__Problem__.
Scan the lines below for the word "building". Copy each line you find it in.

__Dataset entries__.
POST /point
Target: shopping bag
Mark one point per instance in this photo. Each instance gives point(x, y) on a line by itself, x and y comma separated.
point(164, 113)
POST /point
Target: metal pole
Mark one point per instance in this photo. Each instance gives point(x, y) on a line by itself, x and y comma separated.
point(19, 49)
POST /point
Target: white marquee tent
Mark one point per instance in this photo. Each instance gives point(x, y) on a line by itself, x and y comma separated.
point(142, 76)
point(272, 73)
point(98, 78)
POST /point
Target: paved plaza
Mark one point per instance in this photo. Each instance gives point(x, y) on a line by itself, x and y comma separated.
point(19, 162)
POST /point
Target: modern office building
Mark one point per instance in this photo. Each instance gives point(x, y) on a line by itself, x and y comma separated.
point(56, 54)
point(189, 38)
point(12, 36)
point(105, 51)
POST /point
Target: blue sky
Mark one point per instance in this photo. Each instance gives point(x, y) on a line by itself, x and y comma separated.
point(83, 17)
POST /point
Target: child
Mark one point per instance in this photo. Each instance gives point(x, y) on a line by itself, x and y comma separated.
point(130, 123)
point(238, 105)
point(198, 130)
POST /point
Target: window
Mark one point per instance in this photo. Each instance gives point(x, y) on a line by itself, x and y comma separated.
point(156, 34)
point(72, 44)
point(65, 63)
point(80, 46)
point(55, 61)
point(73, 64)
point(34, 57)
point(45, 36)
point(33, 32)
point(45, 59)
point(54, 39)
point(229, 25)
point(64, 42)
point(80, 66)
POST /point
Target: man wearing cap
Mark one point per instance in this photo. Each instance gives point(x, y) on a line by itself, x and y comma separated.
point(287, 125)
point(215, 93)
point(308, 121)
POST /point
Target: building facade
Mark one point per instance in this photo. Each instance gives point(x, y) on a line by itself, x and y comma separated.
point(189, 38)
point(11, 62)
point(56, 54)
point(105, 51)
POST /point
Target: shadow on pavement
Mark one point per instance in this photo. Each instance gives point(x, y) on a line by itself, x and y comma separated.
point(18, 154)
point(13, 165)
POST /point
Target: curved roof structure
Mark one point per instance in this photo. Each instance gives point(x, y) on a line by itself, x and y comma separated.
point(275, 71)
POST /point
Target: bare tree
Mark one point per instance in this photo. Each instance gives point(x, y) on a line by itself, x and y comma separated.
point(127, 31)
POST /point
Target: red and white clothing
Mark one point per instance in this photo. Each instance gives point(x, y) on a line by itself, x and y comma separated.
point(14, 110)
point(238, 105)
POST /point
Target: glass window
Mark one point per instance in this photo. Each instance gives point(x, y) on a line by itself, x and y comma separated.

__Exercise answer__.
Target: modern office building
Target: building facade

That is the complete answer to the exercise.